#### Exercise description
Would you please write out the records below exactly as they appear?

#### Material for the task
>>>
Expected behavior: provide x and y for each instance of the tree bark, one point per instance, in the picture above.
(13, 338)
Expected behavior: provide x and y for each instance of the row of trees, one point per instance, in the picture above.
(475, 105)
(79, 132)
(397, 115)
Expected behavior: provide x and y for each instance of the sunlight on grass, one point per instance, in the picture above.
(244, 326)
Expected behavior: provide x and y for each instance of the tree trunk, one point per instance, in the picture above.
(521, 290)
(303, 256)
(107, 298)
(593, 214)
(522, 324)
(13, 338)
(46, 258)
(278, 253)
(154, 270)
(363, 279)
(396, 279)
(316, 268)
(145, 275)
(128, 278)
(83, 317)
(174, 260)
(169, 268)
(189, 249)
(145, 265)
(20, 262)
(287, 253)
<<<
#### Answer to the problem
Expected behavior: provide x and y for each instance of the tree bark, one point per instance, in the picture above.
(13, 338)
Expected behavior: provide x and y for each instance of the row of trees, one point per instance, in the picture above.
(475, 105)
(79, 132)
(397, 115)
Expected behavior: provide x and y for each instance of the sunlight on grass, one point per instance, in the picture above.
(244, 326)
Expected behavior: provide x and y for each instance of the tree trunk, one point per instance, in the picture above.
(521, 290)
(303, 256)
(107, 298)
(593, 214)
(522, 324)
(13, 338)
(46, 258)
(278, 253)
(154, 270)
(363, 279)
(396, 279)
(316, 268)
(145, 275)
(128, 278)
(83, 317)
(174, 260)
(169, 268)
(189, 249)
(145, 265)
(20, 262)
(287, 253)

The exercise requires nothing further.